◆ WORK ORDER
Output, please, exactly those lines of the listing that come before the line with "of the tomato", along with that line itself.
+-------+
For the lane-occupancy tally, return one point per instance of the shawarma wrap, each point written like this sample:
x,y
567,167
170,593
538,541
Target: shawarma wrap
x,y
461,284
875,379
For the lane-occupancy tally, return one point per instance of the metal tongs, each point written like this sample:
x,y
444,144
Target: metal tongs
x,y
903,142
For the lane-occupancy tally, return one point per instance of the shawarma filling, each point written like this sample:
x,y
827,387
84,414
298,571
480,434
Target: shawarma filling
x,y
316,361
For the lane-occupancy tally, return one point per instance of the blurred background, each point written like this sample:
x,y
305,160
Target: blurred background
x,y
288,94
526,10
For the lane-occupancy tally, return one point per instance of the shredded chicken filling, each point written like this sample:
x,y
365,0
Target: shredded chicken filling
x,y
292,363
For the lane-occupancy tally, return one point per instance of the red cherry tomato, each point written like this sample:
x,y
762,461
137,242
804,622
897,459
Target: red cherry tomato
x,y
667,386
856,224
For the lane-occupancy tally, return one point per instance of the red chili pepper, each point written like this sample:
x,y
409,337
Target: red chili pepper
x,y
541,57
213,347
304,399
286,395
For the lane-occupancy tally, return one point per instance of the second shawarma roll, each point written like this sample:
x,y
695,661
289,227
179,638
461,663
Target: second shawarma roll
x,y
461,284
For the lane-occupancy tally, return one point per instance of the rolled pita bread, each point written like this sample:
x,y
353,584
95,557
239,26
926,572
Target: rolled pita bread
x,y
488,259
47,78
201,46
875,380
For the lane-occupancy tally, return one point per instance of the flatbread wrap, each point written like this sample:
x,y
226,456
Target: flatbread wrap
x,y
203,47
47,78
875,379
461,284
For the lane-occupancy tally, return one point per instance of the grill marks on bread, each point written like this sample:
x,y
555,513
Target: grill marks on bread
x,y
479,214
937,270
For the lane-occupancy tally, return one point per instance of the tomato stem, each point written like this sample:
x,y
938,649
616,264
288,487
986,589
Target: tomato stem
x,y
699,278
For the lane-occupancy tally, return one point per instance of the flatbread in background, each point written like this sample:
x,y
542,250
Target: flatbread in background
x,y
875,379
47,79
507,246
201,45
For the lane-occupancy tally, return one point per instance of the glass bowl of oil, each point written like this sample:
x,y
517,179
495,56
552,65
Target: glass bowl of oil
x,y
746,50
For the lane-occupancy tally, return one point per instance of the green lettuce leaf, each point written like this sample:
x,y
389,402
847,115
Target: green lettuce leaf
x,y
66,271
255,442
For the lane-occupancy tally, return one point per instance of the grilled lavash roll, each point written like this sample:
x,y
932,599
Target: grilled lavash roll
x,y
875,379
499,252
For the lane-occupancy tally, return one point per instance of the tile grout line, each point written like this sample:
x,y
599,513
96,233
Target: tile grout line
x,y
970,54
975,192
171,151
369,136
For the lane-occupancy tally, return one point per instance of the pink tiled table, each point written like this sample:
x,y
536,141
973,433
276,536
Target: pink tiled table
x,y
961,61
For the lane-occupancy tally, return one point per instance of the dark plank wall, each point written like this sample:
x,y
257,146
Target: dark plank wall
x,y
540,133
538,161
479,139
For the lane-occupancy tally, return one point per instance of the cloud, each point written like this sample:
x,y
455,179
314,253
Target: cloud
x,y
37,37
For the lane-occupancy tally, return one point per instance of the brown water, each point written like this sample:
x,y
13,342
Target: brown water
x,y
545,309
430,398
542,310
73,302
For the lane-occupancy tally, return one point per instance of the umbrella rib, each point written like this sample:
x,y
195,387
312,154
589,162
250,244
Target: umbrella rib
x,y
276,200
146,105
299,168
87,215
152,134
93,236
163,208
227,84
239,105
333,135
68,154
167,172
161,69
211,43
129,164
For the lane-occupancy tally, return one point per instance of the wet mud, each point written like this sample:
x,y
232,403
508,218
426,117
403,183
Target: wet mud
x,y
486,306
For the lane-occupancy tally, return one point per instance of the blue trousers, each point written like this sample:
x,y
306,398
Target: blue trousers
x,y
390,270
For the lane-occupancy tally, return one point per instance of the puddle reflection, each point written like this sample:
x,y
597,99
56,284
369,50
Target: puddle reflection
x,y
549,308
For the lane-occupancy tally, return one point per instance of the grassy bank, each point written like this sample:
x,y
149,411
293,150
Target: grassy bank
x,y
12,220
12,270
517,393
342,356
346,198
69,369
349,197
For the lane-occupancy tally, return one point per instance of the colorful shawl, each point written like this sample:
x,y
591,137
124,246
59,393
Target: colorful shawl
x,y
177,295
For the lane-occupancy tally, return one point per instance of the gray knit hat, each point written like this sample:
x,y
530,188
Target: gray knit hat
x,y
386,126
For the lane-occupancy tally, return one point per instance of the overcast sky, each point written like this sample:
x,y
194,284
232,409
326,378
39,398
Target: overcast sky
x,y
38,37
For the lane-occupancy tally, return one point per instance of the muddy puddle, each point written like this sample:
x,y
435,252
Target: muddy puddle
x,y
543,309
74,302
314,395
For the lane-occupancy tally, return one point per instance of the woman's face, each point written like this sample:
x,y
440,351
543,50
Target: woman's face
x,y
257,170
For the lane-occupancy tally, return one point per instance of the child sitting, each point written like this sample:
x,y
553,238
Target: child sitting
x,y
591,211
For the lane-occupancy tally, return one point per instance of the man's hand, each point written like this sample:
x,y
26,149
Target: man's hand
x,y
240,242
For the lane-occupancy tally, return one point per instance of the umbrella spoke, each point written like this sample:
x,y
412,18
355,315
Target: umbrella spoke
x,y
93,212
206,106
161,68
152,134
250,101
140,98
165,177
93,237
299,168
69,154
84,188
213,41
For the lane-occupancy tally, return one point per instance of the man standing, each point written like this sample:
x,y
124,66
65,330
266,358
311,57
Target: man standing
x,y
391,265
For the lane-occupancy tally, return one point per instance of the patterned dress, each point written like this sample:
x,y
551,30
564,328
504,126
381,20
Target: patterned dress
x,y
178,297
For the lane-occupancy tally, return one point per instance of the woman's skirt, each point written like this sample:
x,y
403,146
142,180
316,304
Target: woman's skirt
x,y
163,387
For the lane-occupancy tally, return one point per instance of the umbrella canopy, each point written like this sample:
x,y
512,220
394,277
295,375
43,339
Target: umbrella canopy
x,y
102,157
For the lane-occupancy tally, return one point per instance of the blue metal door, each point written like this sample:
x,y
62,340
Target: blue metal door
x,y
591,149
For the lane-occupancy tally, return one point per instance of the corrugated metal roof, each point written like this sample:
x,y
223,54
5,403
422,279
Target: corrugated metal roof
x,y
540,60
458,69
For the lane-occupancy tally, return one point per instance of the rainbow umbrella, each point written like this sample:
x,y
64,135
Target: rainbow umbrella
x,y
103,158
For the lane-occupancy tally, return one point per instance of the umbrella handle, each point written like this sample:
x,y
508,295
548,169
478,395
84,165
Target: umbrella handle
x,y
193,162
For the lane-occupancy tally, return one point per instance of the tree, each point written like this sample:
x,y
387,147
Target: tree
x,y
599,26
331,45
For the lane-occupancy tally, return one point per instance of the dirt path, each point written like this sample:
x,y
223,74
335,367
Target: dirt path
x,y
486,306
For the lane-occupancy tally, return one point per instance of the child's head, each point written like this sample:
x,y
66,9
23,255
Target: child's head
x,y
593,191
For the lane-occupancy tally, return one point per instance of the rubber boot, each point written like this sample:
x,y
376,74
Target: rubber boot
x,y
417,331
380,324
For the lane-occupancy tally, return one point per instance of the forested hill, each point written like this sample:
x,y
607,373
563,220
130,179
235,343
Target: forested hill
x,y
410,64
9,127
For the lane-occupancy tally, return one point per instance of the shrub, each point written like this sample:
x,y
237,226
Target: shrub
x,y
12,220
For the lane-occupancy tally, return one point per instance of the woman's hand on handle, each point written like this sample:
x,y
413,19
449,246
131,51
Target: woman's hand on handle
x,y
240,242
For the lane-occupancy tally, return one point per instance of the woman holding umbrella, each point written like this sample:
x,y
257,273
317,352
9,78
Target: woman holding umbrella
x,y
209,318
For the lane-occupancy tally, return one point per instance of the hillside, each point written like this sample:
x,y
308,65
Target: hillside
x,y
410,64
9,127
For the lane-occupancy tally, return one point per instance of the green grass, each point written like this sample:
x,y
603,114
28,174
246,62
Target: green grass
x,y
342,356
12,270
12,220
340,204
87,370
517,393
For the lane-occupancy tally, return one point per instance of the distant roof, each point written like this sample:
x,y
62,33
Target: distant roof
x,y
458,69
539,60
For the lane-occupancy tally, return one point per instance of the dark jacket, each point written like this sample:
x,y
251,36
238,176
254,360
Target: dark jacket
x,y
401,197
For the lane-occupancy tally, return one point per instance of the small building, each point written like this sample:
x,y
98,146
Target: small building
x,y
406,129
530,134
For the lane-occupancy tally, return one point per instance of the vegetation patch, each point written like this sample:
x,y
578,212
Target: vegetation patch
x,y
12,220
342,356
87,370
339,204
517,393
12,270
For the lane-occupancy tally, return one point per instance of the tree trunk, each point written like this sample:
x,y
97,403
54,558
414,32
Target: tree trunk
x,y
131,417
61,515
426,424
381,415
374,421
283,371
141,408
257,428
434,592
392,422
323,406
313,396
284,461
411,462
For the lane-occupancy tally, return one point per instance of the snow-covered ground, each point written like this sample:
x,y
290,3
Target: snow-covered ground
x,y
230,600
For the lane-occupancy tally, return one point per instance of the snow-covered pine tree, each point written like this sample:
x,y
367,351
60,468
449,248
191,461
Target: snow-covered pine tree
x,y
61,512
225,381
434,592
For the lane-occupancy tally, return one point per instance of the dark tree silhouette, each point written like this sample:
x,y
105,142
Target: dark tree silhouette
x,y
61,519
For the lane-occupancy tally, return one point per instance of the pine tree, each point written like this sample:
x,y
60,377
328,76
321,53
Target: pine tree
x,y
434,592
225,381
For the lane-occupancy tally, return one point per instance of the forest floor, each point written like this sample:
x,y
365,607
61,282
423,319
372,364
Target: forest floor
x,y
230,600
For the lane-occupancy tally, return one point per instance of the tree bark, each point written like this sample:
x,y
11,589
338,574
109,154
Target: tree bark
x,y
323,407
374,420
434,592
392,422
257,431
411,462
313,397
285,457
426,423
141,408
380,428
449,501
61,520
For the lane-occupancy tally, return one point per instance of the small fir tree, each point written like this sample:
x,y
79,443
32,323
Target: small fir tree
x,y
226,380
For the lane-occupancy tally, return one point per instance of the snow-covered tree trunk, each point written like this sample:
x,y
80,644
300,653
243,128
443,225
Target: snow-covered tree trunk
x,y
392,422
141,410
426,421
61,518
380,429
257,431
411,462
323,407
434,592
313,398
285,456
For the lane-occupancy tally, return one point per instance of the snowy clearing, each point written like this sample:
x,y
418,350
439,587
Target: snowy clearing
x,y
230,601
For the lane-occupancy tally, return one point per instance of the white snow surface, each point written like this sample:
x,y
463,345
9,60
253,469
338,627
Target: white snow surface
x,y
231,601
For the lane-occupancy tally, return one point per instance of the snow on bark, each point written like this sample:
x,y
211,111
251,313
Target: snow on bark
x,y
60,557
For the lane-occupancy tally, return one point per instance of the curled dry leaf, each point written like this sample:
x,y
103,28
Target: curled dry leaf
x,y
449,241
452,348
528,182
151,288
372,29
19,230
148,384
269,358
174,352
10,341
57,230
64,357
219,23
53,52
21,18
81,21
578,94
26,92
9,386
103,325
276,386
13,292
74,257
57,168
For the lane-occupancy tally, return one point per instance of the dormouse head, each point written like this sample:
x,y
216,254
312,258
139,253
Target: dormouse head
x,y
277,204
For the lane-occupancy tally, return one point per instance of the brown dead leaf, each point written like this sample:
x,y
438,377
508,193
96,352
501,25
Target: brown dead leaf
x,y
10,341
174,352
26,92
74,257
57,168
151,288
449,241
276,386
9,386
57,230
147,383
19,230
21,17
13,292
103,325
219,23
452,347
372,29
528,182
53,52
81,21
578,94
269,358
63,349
+-------+
◆ ANSWER AREA
For the lane-occupancy tally, return one point per instance of the shawarma wrap, each point written like this sample:
x,y
567,167
170,593
538,541
Target: shawarma wrap
x,y
461,284
875,379
For the lane-occupancy tally, return one point per instance of the metal tongs, each point written like this sample:
x,y
444,144
Target: metal tongs
x,y
903,142
For the lane-occupancy tally, return one point per instance of the shawarma filling, each point written like this sample:
x,y
827,387
84,414
298,571
480,434
Target: shawarma filling
x,y
316,361
For the lane-occupancy tally, return one point per instance of the blurred background, each point written like this sample:
x,y
305,160
Target: blurred background
x,y
288,94
526,10
For the lane-occupancy tally, return one point per instance of the shredded chicken filling, each point written like this sample:
x,y
365,0
Target: shredded chicken filling
x,y
292,363
For the lane-occupancy tally, return one point per instance of the red cherry tomato, each point written like this sample:
x,y
762,461
137,242
804,622
897,459
Target: red cherry tomato
x,y
667,386
856,224
For the lane-occupancy tally, return one point per instance of the red chili pepper, each point written like this sample:
x,y
409,337
Target: red chili pepper
x,y
541,57
213,347
304,399
286,395
For the lane-occupancy tally, return one point per instance of the second shawarma roll, each point written like this sample:
x,y
695,661
289,227
179,638
461,663
Target: second shawarma roll
x,y
461,284
For the lane-occupancy tally, return one point per instance of the rolled pita bread, each point written like this sample:
x,y
353,584
95,557
239,26
926,572
Target: rolled pita bread
x,y
488,259
47,78
201,46
875,380
For the lane-occupancy tally, return one point per instance of the flatbread wrap, each point written like this sample:
x,y
226,456
Target: flatbread wrap
x,y
203,47
47,78
875,379
461,284
For the lane-occupancy tally, return one point per instance of the grill marks on bread, each point written like this sample:
x,y
555,513
Target: grill marks on bread
x,y
479,214
937,270
For the lane-occupancy tally, return one point per instance of the tomato stem, each point written like this sample:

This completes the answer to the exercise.